## [EXERCISE OBJECTIVE]
Set down all the lines below, each one exactly as shown.

[Saved entries]
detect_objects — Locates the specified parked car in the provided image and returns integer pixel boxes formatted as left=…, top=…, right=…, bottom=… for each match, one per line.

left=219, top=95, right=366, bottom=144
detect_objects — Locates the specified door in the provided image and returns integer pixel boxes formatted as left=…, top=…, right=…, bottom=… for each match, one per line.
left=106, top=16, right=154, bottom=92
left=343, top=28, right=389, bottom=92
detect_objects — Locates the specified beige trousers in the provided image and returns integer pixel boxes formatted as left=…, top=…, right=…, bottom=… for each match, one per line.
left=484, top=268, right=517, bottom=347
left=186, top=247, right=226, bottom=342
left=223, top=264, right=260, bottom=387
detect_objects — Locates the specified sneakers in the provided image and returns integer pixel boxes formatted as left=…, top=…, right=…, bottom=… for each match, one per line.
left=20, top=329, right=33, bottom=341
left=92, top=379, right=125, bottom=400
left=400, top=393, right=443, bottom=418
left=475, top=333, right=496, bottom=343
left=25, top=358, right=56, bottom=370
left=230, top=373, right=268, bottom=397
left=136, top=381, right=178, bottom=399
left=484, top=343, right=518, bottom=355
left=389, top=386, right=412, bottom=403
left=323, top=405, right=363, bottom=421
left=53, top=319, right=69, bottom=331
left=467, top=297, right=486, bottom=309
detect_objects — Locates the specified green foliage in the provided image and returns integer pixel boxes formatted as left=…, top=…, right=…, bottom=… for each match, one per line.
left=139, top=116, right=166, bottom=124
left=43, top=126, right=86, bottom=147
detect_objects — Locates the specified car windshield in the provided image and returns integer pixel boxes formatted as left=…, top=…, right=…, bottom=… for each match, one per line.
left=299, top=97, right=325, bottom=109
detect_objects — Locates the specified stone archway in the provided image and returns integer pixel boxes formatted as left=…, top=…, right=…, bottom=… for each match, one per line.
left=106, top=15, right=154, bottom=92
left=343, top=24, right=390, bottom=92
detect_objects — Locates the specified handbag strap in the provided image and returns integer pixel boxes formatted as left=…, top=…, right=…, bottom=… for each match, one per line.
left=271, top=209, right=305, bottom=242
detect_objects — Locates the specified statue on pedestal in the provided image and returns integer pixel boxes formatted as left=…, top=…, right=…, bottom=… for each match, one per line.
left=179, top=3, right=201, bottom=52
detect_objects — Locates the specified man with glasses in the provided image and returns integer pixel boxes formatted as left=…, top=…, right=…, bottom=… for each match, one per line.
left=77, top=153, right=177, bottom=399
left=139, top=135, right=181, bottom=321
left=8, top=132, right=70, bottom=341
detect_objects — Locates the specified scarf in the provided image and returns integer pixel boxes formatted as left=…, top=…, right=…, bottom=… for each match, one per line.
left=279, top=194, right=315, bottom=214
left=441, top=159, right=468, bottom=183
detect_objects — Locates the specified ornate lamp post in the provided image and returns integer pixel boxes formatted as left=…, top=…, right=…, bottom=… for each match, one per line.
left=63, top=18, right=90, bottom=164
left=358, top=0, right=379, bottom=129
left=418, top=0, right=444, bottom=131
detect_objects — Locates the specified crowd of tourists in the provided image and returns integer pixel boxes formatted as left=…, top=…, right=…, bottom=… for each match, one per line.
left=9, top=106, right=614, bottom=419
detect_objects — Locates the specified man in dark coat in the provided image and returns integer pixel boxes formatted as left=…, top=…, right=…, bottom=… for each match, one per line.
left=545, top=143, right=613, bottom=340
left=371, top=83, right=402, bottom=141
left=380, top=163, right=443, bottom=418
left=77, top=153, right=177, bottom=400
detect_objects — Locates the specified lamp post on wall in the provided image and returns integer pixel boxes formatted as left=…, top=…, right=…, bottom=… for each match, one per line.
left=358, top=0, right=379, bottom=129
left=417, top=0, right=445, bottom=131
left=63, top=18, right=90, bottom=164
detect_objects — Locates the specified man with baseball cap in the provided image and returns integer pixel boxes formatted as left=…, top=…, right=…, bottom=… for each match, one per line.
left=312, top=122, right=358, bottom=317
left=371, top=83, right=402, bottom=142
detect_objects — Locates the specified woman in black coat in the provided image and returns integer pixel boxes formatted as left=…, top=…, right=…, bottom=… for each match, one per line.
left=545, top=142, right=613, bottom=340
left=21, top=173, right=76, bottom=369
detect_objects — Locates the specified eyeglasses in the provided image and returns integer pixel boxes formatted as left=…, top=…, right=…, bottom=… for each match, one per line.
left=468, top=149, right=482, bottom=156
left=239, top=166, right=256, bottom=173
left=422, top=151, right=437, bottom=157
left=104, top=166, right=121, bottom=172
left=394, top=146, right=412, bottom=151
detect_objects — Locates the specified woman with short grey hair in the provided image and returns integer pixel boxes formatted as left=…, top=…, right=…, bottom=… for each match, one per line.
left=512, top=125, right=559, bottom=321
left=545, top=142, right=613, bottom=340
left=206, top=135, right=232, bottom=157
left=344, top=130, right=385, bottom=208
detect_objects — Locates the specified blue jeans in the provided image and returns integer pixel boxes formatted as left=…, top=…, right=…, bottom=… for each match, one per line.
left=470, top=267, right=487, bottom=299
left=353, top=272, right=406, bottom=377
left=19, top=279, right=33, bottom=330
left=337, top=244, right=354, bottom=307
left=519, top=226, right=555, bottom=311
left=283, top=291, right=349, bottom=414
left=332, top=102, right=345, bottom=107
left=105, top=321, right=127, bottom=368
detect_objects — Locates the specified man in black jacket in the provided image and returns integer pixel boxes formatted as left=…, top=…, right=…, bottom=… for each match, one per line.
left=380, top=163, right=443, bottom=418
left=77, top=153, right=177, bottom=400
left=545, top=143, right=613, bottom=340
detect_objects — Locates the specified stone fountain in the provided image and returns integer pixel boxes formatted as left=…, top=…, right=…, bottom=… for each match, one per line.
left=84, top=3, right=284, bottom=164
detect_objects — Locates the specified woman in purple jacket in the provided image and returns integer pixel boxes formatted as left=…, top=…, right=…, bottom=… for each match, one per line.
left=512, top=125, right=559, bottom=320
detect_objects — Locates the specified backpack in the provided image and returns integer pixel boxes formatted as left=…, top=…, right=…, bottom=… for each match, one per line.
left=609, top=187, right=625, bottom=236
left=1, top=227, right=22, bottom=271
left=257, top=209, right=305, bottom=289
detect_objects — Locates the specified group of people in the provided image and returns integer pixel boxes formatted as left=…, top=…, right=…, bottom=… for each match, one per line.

## [TASK SOLUTION]
detect_objects — Locates the specified parked car in the provided image and returns integer pixel boxes formatted as left=…, top=…, right=…, bottom=… for each match, one per line.

left=219, top=95, right=366, bottom=144
detect_objects — Locates the specified door in the provided image and returns integer pixel boxes formatted as left=…, top=…, right=…, bottom=… for each match, one per line.
left=106, top=16, right=154, bottom=92
left=343, top=28, right=389, bottom=92
detect_objects — Locates the specified beige trousers in the provided image and returns integer pixel boxes formatted as left=…, top=…, right=…, bottom=… for each match, one per line.
left=484, top=268, right=517, bottom=347
left=186, top=247, right=226, bottom=342
left=223, top=264, right=260, bottom=387
detect_objects — Locates the specified sneakers in the provided image and returns integer pixel boxes formatted as left=…, top=…, right=…, bottom=… for each match, one per line.
left=20, top=329, right=33, bottom=341
left=92, top=379, right=125, bottom=400
left=400, top=393, right=443, bottom=418
left=475, top=333, right=496, bottom=343
left=25, top=358, right=56, bottom=370
left=230, top=373, right=268, bottom=397
left=136, top=381, right=178, bottom=399
left=484, top=343, right=518, bottom=355
left=389, top=386, right=412, bottom=403
left=323, top=405, right=363, bottom=421
left=53, top=319, right=69, bottom=331
left=467, top=297, right=486, bottom=309
detect_objects — Locates the specified green foliage in the provided image and returns integer pixel boxes formatted as left=…, top=…, right=…, bottom=… for each match, one per line.
left=139, top=116, right=166, bottom=124
left=43, top=126, right=86, bottom=147
detect_objects — Locates the specified car windshield in the provided image and returns integer pixel boxes formatted as left=…, top=…, right=…, bottom=… for each match, one per line.
left=299, top=97, right=325, bottom=109
detect_objects — Locates the specified stone archway in the provided image and returns integer pixel boxes formatted as left=…, top=…, right=…, bottom=… for each match, one per line.
left=106, top=15, right=154, bottom=92
left=343, top=24, right=390, bottom=92
detect_objects — Locates the specified handbag strap in the provided image and returns integer pixel boxes formatted as left=…, top=…, right=…, bottom=… for each match, one per line.
left=271, top=209, right=305, bottom=242
detect_objects — Locates the specified statue on pedestal in the provided image and returns integer pixel boxes formatted as left=…, top=…, right=…, bottom=… for each match, one per line.
left=179, top=3, right=201, bottom=52
detect_objects — Locates the specified man with glasses in the provided image and returns integer pixel boxes formatted as left=…, top=…, right=…, bottom=… for each match, one per line.
left=77, top=153, right=177, bottom=399
left=139, top=135, right=181, bottom=321
left=8, top=132, right=70, bottom=341
detect_objects — Locates the specified scarf in the provided image and returns integer pixel boxes formatted as left=…, top=…, right=…, bottom=… for each match, one per line.
left=279, top=194, right=315, bottom=214
left=441, top=159, right=468, bottom=183
detect_objects — Locates the specified ornate lamp post in the provided image and returns integer pixel boxes formatted as left=…, top=…, right=…, bottom=… for each match, one per line.
left=63, top=18, right=90, bottom=164
left=358, top=0, right=379, bottom=129
left=418, top=0, right=444, bottom=131
detect_objects — Locates the specified crowd of tourists in the provided image and returns integer pixel boxes formatted as left=…, top=…, right=…, bottom=… for each match, one per line.
left=9, top=106, right=614, bottom=419
detect_objects — Locates the specified man in dark coat in the provided image and returns integer pixel boxes formatted as left=…, top=…, right=…, bottom=… for each match, one per line.
left=545, top=143, right=613, bottom=340
left=371, top=83, right=402, bottom=141
left=380, top=163, right=443, bottom=418
left=77, top=153, right=177, bottom=400
detect_objects — Locates the specified lamp post on wall in the provided image and returns integer pixel boxes formatted as left=…, top=…, right=…, bottom=… for each match, one per line.
left=358, top=0, right=379, bottom=129
left=417, top=0, right=445, bottom=131
left=63, top=18, right=90, bottom=164
detect_objects — Locates the specified man with baseball cap in the provided image and returns integer pixel boxes formatted as left=…, top=…, right=…, bottom=… for each match, one per line.
left=312, top=122, right=358, bottom=317
left=371, top=83, right=402, bottom=142
detect_objects — Locates the specified woman in black coat in the provided image and returns integer pixel boxes formatted as left=…, top=…, right=…, bottom=… for each match, one per line.
left=545, top=142, right=613, bottom=340
left=21, top=173, right=76, bottom=369
detect_objects — Locates the specified eyeglasses in the provided image and returns integer pixel boxes formatted as left=…, top=…, right=…, bottom=… for each match, one per line.
left=468, top=149, right=482, bottom=156
left=239, top=166, right=256, bottom=173
left=422, top=151, right=437, bottom=157
left=104, top=166, right=121, bottom=172
left=394, top=146, right=412, bottom=151
detect_objects — Locates the specified woman with short grey hair in the provided image and returns integer pixel boxes formatted as left=…, top=…, right=…, bottom=… for each match, one per line.
left=512, top=125, right=559, bottom=321
left=545, top=142, right=613, bottom=340
left=206, top=135, right=232, bottom=157
left=344, top=130, right=385, bottom=208
detect_objects — Locates the specified blue jeans in the provided image and returns integer pixel boxes formatted as left=…, top=…, right=…, bottom=… for each match, one per line.
left=470, top=267, right=487, bottom=299
left=353, top=272, right=406, bottom=377
left=19, top=279, right=33, bottom=330
left=337, top=244, right=354, bottom=307
left=519, top=226, right=555, bottom=311
left=283, top=291, right=349, bottom=414
left=332, top=102, right=345, bottom=107
left=105, top=321, right=127, bottom=368
detect_objects — Locates the specified man in black jacket in the provided image and returns integer pixel boxes formatted as left=…, top=…, right=…, bottom=… for each match, one per line.
left=380, top=163, right=443, bottom=418
left=77, top=153, right=177, bottom=400
left=545, top=143, right=613, bottom=340
detect_objects — Locates the specified stone fountain in the provided image and returns integer pixel boxes formatted as left=…, top=…, right=…, bottom=… for each match, one per line.
left=84, top=3, right=284, bottom=164
detect_objects — Locates the specified woman in purple jacket in the provided image and returns integer pixel boxes formatted as left=…, top=…, right=…, bottom=… for each match, one per line.
left=512, top=125, right=559, bottom=320
detect_objects — Locates the specified backpack in the provided image and returns integer pixel boxes formatted as left=…, top=…, right=…, bottom=… for each match, one per line.
left=609, top=187, right=625, bottom=236
left=1, top=227, right=22, bottom=271
left=257, top=209, right=305, bottom=289
detect_objects — Locates the specified group of people in the provided image and returns integer pixel boxes formatted as left=…, top=…, right=…, bottom=… for each match, one per line.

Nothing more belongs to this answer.